--- Exercise inputs Enclosed Below ---

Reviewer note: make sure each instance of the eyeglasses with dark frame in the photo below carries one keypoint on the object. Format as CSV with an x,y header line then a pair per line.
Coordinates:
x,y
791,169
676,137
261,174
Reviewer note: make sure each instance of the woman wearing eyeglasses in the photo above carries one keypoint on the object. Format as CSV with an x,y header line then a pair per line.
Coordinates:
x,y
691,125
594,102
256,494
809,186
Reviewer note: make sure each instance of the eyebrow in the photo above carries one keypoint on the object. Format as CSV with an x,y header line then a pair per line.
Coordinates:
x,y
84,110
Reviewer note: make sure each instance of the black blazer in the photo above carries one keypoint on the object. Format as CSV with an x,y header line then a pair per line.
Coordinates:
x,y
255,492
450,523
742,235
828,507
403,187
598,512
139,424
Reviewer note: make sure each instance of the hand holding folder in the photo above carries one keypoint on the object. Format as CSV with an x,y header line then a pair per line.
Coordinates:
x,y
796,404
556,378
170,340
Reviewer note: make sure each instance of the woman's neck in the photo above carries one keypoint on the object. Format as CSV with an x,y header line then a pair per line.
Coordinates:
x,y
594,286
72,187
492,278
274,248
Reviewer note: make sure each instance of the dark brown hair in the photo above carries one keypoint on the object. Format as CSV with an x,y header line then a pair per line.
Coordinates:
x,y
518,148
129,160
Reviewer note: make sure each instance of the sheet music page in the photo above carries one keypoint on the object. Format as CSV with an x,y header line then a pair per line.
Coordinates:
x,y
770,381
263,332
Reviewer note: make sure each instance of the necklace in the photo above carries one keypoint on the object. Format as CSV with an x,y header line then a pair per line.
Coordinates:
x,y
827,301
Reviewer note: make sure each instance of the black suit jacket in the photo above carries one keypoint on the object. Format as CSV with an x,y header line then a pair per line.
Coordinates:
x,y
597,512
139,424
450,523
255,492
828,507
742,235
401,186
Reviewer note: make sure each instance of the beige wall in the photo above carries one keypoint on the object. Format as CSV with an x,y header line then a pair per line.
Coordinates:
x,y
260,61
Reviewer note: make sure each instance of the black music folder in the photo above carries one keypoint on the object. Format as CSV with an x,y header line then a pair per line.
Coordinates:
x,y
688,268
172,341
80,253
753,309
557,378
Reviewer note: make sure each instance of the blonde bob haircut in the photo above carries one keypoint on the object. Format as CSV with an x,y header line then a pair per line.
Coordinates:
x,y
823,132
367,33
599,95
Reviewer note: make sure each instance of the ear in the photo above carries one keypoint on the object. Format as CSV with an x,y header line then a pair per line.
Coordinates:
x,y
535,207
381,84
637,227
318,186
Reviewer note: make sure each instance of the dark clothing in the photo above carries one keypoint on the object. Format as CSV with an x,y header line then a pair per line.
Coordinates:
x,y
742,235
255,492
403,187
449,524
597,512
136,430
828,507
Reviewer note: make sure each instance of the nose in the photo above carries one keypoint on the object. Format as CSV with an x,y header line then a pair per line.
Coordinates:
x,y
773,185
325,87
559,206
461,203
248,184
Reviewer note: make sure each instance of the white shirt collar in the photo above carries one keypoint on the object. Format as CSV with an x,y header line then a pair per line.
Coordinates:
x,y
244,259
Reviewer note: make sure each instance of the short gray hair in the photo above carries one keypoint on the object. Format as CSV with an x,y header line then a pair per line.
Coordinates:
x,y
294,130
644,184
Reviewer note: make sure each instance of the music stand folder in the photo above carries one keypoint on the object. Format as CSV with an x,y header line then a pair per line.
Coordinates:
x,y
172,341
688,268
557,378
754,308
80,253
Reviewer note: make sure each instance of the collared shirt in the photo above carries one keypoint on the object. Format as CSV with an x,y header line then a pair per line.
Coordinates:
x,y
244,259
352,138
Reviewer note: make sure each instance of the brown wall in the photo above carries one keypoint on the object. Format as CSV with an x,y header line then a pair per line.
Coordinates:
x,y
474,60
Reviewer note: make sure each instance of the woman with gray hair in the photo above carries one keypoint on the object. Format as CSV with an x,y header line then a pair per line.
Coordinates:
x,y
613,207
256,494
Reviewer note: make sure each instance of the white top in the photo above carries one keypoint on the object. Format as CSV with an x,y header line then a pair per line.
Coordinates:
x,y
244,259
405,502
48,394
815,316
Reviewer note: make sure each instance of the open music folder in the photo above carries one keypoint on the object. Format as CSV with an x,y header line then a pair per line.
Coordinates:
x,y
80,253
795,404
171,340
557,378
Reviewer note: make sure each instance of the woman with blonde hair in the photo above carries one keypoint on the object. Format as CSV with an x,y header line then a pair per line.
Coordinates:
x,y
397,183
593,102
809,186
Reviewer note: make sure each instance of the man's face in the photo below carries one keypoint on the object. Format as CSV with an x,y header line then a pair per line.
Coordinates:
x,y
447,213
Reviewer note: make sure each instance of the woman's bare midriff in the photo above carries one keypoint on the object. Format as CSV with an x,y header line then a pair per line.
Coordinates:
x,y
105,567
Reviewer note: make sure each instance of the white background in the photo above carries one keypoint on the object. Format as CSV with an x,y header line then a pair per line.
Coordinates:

--- End of Enclosed Exercise inputs ---

• Exercise prompt
Please count the lines in the material above that hold "wall", and state only the number.

• Answer below
2